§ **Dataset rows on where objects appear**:
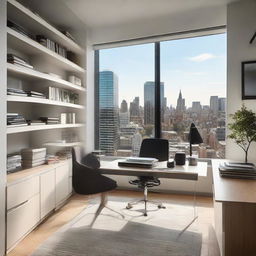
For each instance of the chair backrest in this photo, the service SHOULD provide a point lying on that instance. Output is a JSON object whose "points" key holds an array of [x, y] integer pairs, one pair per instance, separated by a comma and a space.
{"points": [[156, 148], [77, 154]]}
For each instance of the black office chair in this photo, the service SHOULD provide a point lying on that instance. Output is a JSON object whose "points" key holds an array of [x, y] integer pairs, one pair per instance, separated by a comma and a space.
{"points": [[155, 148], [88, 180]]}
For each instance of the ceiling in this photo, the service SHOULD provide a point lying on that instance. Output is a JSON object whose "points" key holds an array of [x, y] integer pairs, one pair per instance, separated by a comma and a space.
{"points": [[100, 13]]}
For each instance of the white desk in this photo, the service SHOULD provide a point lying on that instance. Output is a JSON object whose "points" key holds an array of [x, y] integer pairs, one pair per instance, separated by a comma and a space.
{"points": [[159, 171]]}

* * *

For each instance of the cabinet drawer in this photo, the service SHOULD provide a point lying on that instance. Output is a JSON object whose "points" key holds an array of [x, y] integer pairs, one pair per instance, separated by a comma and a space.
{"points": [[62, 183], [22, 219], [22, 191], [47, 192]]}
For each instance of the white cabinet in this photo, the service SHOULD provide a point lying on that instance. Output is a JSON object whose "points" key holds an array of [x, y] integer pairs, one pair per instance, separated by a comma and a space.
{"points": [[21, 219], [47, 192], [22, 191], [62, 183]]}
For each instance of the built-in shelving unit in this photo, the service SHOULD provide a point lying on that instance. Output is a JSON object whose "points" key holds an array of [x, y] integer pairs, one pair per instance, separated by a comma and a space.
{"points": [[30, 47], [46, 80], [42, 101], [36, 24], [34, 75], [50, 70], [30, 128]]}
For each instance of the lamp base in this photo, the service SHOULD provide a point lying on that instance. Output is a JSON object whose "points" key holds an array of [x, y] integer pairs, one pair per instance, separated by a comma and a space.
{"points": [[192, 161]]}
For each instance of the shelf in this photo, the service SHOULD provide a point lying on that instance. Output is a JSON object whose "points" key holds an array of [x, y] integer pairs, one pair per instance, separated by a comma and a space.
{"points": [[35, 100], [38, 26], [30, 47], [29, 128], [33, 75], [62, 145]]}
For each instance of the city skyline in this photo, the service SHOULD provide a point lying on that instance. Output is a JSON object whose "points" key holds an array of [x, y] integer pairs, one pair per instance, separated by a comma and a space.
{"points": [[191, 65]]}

§ **GIVEN REQUEST**: Pick out every line of the material above that contains the word "lamp", matching case exactly.

§ **EXERCISE RESPONSE**:
For each instance of the lamp base in this photo, the service SHOULD provide a point lying on that instance. Output is a JSON object whose "points" key holds an array of [x, y] integer pairs, one pair per instance, separated by a comma and a space.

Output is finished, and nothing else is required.